---------- Zitierter Text

Angesichts von Spekulationen über eine drohende Zahlungsunfähigkeit Griechenlands und der Debatte um Finanzhilfen mag es scheinen, als hätte die Union derzeit andere Sorgen und das Ansinnen, den Stabilitäts- und Wachstumspakt zu stärken, käme mit Blick auf die lange Reihe der „Haushaltssünder“ zur Unzeit. Das Gegenteil ist richtig. Gerade die in Krisenzeiten angehäuften Schuldenberge verlangen nach einem Ordnungsrahmen, der die erforderliche mitgliedstaatliche Haushaltskonsolidierung effektiv unterstützt. Die hier betrachteten Vorschläge beschäftigen sich nicht mit einer Verstärkung repressiver Elemente im Verfahren bei einem übermäßigen Defizit. Vielmehr zielen sie in erster Linie darauf, die Verfahren der multilateralen Überwachung, auf die es nach der Beseitigung der übermäßigen Defizite entscheidend ankommen wird, effektiver umzusetzen.

--------------------
---------- Auflistung

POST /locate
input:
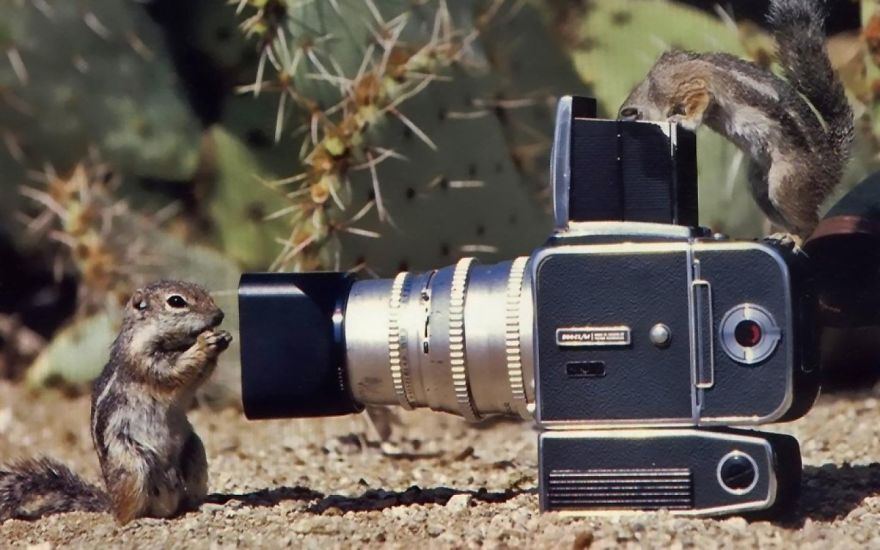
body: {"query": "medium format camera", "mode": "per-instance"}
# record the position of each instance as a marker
(634, 338)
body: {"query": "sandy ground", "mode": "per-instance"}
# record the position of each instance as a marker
(327, 483)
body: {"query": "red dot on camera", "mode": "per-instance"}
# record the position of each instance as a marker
(747, 333)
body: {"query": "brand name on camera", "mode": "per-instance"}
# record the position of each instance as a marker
(593, 336)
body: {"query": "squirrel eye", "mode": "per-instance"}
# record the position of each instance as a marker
(176, 301)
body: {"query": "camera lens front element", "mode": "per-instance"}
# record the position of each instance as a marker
(749, 334)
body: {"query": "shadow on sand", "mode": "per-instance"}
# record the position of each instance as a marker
(374, 499)
(832, 491)
(828, 493)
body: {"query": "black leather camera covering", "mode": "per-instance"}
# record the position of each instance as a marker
(642, 383)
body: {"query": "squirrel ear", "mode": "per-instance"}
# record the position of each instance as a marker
(693, 100)
(139, 300)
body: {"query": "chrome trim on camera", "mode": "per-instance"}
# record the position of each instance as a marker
(752, 505)
(513, 350)
(457, 353)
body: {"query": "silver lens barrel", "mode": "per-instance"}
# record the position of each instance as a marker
(458, 339)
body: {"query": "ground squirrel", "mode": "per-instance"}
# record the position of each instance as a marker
(798, 132)
(152, 462)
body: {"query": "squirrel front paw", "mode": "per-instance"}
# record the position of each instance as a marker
(214, 341)
(788, 240)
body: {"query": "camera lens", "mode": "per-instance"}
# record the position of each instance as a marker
(456, 339)
(737, 473)
(747, 333)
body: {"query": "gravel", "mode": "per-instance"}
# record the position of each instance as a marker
(329, 483)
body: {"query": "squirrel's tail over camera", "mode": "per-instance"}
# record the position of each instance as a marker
(799, 30)
(34, 488)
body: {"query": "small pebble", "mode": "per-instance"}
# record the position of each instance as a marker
(459, 503)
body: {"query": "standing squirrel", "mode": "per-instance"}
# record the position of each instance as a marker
(798, 132)
(152, 462)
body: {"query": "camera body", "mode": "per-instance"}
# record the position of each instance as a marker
(629, 291)
(634, 337)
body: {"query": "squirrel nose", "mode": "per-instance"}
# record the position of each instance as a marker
(629, 113)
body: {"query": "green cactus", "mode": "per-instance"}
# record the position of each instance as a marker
(439, 93)
(79, 76)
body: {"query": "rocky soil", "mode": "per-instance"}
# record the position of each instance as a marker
(440, 483)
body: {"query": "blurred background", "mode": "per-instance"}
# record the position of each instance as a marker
(159, 138)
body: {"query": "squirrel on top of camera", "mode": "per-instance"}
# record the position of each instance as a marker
(798, 132)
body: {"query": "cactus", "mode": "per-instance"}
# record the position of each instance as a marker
(108, 85)
(420, 117)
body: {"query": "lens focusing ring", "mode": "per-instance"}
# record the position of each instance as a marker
(397, 342)
(512, 337)
(457, 355)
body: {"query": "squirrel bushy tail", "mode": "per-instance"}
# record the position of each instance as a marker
(30, 489)
(799, 29)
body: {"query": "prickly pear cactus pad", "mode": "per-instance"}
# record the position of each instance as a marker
(411, 133)
(77, 75)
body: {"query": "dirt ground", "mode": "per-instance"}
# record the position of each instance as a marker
(328, 483)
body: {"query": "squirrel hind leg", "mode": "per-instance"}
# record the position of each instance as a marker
(194, 470)
(31, 489)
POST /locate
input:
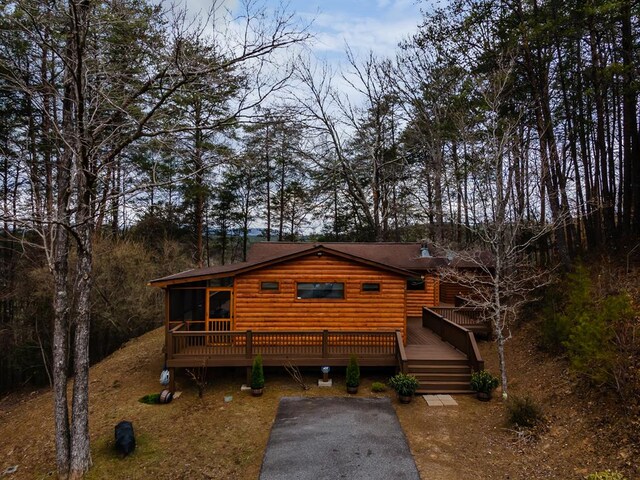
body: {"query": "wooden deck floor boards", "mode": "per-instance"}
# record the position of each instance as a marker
(423, 344)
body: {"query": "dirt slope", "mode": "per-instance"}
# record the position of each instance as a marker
(210, 438)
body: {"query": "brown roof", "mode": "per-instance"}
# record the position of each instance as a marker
(398, 255)
(402, 258)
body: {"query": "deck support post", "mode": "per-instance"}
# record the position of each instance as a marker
(325, 343)
(249, 344)
(172, 380)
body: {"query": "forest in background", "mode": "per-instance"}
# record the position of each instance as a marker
(135, 142)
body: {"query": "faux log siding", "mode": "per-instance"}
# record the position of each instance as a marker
(358, 311)
(427, 298)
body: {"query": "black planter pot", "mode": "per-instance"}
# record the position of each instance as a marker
(257, 392)
(484, 396)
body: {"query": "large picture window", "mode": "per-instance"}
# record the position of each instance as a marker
(186, 305)
(320, 290)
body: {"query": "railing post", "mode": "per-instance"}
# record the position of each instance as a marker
(170, 351)
(325, 343)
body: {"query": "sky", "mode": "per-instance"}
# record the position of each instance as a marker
(376, 25)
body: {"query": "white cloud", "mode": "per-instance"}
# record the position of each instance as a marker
(362, 34)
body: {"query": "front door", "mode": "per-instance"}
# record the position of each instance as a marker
(220, 310)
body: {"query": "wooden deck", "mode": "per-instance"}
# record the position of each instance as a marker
(438, 352)
(423, 344)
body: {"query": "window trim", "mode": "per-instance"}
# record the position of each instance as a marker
(321, 299)
(370, 292)
(416, 279)
(269, 290)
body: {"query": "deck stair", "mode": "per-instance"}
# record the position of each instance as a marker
(438, 365)
(438, 377)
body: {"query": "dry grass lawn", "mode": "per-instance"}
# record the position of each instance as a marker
(209, 439)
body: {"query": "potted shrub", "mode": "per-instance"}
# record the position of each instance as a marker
(257, 377)
(484, 384)
(405, 386)
(353, 375)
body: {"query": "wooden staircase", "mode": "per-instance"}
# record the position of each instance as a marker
(436, 363)
(441, 376)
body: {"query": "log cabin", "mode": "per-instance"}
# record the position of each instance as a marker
(316, 304)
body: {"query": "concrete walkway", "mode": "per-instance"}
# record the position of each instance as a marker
(334, 438)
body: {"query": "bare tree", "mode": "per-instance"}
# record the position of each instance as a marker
(100, 110)
(500, 270)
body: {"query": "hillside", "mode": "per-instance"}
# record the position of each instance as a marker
(208, 438)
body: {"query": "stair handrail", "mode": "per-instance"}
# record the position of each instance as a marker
(401, 355)
(458, 336)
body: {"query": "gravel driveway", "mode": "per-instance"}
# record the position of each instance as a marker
(334, 438)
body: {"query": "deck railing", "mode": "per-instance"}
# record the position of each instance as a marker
(455, 334)
(183, 345)
(468, 317)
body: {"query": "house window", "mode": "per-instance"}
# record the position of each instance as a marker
(186, 305)
(370, 287)
(220, 282)
(269, 286)
(415, 284)
(320, 290)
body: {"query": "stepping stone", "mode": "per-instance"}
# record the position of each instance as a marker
(433, 400)
(440, 400)
(447, 400)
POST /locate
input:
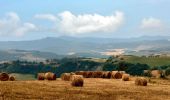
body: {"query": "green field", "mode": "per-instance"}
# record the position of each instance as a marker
(151, 61)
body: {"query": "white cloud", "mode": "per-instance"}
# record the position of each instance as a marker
(12, 25)
(89, 23)
(153, 25)
(46, 16)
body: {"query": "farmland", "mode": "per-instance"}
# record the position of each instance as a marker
(151, 61)
(94, 89)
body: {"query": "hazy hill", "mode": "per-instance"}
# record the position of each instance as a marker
(95, 47)
(26, 55)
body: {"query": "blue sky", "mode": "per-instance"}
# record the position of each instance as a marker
(34, 19)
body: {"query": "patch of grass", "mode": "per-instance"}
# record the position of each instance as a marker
(94, 89)
(23, 76)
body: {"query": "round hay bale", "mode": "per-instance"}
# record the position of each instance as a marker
(89, 74)
(85, 74)
(106, 74)
(156, 73)
(116, 75)
(125, 77)
(41, 76)
(77, 80)
(66, 76)
(79, 72)
(72, 73)
(50, 76)
(147, 73)
(141, 81)
(122, 72)
(4, 77)
(11, 78)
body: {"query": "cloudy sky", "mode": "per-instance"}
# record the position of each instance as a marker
(34, 19)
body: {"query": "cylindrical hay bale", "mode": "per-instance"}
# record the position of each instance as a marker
(106, 74)
(146, 72)
(4, 77)
(50, 76)
(72, 73)
(116, 75)
(41, 76)
(77, 80)
(125, 77)
(156, 73)
(66, 76)
(85, 74)
(141, 81)
(11, 78)
(122, 72)
(89, 74)
(79, 72)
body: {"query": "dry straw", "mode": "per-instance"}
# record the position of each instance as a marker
(141, 81)
(77, 80)
(41, 76)
(50, 76)
(125, 77)
(116, 75)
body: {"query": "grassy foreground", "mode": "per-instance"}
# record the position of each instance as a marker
(94, 89)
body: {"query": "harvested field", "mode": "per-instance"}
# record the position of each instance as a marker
(93, 89)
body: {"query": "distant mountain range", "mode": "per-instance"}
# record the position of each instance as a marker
(87, 46)
(26, 55)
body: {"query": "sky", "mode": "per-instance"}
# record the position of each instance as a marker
(36, 19)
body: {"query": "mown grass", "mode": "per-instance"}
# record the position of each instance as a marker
(94, 89)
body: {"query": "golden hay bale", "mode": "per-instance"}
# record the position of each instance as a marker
(72, 73)
(122, 72)
(77, 80)
(97, 74)
(66, 76)
(125, 77)
(156, 73)
(141, 81)
(106, 74)
(146, 72)
(41, 76)
(79, 72)
(4, 77)
(50, 76)
(116, 75)
(11, 78)
(89, 74)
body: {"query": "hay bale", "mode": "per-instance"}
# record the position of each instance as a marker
(147, 73)
(106, 74)
(72, 73)
(122, 72)
(156, 73)
(116, 75)
(89, 74)
(141, 81)
(4, 77)
(97, 74)
(77, 80)
(125, 77)
(41, 76)
(11, 78)
(50, 76)
(79, 72)
(66, 76)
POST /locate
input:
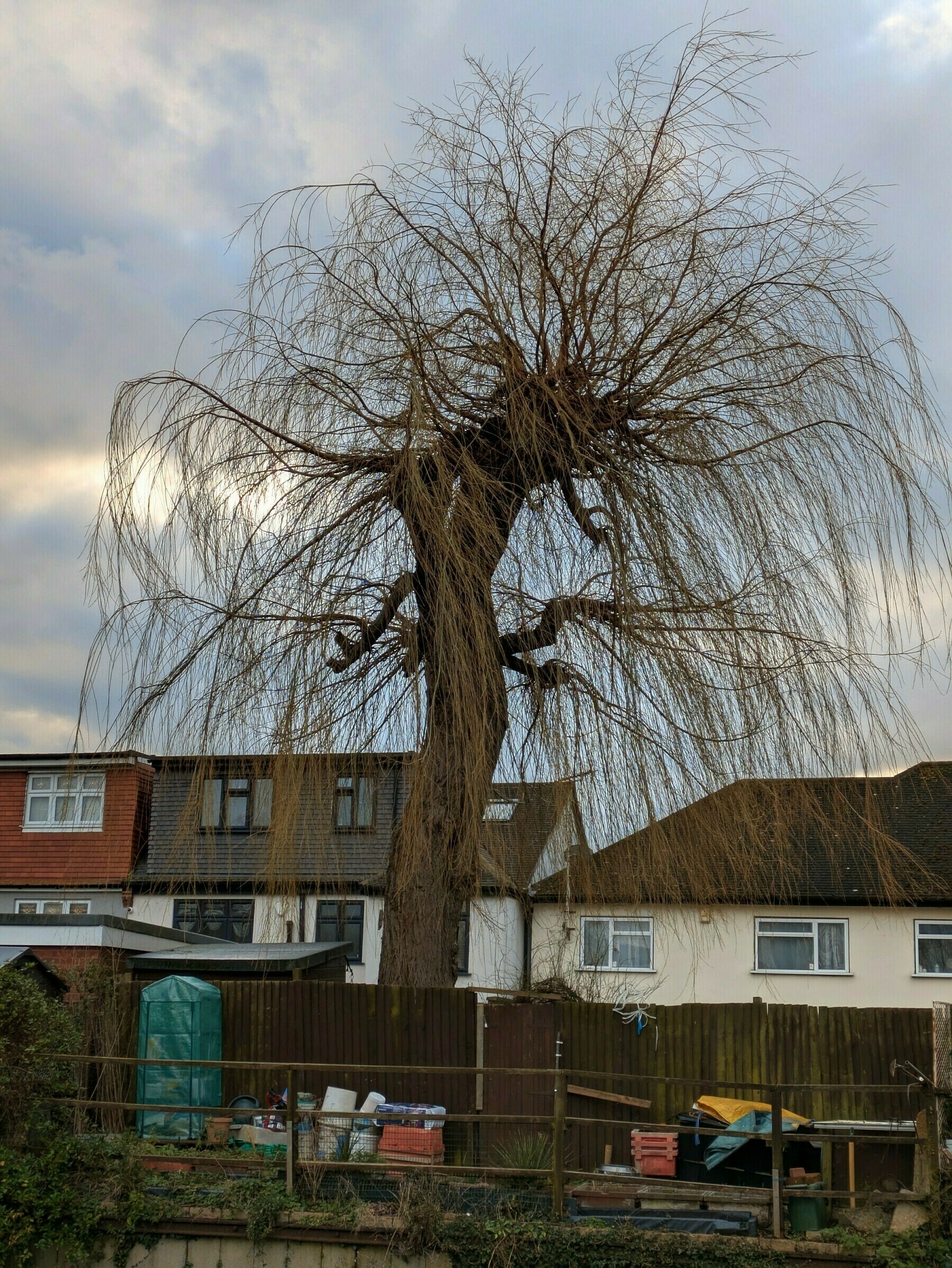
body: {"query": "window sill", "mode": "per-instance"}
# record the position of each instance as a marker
(589, 968)
(801, 973)
(53, 827)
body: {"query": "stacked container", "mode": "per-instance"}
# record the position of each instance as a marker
(654, 1153)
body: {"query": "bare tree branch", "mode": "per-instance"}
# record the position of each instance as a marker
(354, 649)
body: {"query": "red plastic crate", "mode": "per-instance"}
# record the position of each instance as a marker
(416, 1142)
(646, 1144)
(656, 1153)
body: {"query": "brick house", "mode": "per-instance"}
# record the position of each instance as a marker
(71, 831)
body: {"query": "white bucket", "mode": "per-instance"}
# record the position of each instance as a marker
(333, 1129)
(364, 1142)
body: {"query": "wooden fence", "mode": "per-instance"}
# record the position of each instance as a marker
(743, 1049)
(355, 1025)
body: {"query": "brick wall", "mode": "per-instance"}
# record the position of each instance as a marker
(77, 858)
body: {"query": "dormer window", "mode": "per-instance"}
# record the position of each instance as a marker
(64, 803)
(500, 810)
(355, 803)
(236, 804)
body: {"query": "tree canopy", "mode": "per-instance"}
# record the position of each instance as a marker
(581, 440)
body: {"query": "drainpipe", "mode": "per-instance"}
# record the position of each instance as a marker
(528, 943)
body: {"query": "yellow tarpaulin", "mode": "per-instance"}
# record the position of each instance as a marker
(729, 1110)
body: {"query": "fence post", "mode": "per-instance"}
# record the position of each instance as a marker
(291, 1120)
(777, 1160)
(558, 1145)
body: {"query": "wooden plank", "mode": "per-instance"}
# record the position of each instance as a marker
(615, 1097)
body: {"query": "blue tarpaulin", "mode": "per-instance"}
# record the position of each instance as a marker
(758, 1121)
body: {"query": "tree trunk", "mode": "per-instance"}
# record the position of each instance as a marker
(435, 858)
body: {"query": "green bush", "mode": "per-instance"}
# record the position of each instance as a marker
(32, 1026)
(43, 1202)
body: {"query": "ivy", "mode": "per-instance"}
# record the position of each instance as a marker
(474, 1243)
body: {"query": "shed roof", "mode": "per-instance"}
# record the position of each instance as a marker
(251, 956)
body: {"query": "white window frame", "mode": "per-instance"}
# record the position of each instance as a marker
(610, 968)
(42, 903)
(917, 970)
(803, 920)
(70, 784)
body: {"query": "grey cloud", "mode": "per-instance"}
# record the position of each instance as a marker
(133, 136)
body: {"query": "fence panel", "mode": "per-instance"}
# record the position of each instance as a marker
(728, 1044)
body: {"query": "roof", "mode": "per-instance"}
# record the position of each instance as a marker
(97, 930)
(47, 855)
(875, 841)
(249, 956)
(24, 957)
(40, 761)
(307, 849)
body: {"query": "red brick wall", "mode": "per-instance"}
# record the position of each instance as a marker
(77, 858)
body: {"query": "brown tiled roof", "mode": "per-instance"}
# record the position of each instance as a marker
(318, 855)
(836, 841)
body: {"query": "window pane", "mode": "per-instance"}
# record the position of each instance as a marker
(65, 809)
(91, 809)
(832, 945)
(39, 809)
(785, 954)
(211, 803)
(595, 944)
(186, 916)
(237, 810)
(241, 920)
(365, 803)
(935, 955)
(213, 917)
(345, 807)
(264, 791)
(630, 949)
(354, 928)
(327, 922)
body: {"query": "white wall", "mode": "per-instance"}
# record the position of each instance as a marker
(495, 932)
(700, 962)
(495, 944)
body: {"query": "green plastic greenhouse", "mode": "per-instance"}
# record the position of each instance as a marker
(180, 1018)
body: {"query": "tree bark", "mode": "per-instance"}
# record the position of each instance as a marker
(435, 856)
(435, 859)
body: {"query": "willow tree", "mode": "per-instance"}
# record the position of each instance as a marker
(581, 439)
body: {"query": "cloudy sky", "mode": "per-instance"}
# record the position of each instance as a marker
(133, 136)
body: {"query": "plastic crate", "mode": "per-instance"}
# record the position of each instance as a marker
(417, 1142)
(653, 1145)
(656, 1153)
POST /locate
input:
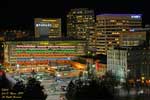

--------------------

▶ **Aufgabe**:
Worauf zielen die betrachteten Vorschläge laut dem Text zum Stabilitäts- und Wachstumspakt in erster Linie?

▶ **Lösung**:
Sie zielen darauf, die Verfahren der multilateralen Überwachung effektiver umzusetzen.